[Dataset records about object locations]
[START]
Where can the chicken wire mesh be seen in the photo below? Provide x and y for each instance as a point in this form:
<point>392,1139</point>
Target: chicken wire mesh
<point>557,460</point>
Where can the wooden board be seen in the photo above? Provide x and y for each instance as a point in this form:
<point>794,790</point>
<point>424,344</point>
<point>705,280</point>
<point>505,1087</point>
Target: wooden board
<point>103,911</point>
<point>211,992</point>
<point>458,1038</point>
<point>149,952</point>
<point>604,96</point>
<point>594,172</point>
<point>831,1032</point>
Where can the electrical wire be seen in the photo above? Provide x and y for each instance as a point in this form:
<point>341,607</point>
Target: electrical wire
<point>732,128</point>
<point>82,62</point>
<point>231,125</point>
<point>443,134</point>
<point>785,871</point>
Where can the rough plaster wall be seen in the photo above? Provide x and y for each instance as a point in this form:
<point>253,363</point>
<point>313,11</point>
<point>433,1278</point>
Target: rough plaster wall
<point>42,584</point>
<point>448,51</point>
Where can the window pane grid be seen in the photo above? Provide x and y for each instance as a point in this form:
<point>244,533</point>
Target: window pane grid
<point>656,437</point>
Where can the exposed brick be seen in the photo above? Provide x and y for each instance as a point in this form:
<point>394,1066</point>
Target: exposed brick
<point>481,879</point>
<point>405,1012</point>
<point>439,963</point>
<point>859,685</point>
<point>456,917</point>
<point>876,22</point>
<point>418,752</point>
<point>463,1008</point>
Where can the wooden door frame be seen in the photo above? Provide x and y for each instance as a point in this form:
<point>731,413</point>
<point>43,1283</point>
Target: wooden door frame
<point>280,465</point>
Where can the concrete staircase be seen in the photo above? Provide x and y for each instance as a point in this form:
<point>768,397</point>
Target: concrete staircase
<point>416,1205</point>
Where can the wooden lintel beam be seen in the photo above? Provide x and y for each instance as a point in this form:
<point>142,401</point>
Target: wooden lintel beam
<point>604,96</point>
[END]
Output the records above in their entirety, exactly.

Where can the chicken wire mesh be seen in the photo below? Provide x and y for each instance as a point in this form:
<point>392,1139</point>
Target: chicken wire mesh
<point>557,460</point>
Where can the wooden board be seen in the photo above? Provide x and y for each instance as a point in this form:
<point>794,790</point>
<point>424,344</point>
<point>705,280</point>
<point>505,1087</point>
Target: wooden board
<point>103,911</point>
<point>211,992</point>
<point>458,1038</point>
<point>149,952</point>
<point>604,96</point>
<point>594,172</point>
<point>831,1032</point>
Where can the electrical wire be seen in the photo above? Provide x and y for each instance as a point in this form:
<point>341,607</point>
Target: electrical wire
<point>732,128</point>
<point>82,62</point>
<point>231,125</point>
<point>443,134</point>
<point>785,871</point>
Where can the rough plaster wall be seen in the photo above? Provide x and y for each instance as a point in this form:
<point>253,363</point>
<point>313,11</point>
<point>433,1278</point>
Target: rough plaster wall
<point>42,584</point>
<point>448,51</point>
Where can the window pane grid be seen in the photo above? Provide x and y for each instance as a point in this form:
<point>244,533</point>
Target: window pane grid
<point>656,437</point>
Where can the exposed brick be seen in the photo above? Provide x and y for each instance as a point in this form:
<point>394,1066</point>
Target: exposed brick
<point>481,879</point>
<point>405,1012</point>
<point>439,963</point>
<point>859,685</point>
<point>456,917</point>
<point>876,22</point>
<point>418,752</point>
<point>463,1008</point>
Where can the wooden door frame be seen in the photo above? Provide x and y for each instance as a point in this form:
<point>731,413</point>
<point>43,1283</point>
Target: wooden door frame
<point>280,465</point>
Where can the concrete staircase be seen in the photo above? Provide x and y for each instance as a point in this form:
<point>768,397</point>
Target: concrete staircase
<point>416,1205</point>
Where can the wooden lintel beam be seen in the photo above? Provide x and y for each instance as a point in this form:
<point>142,401</point>
Target: wooden lintel beam
<point>604,96</point>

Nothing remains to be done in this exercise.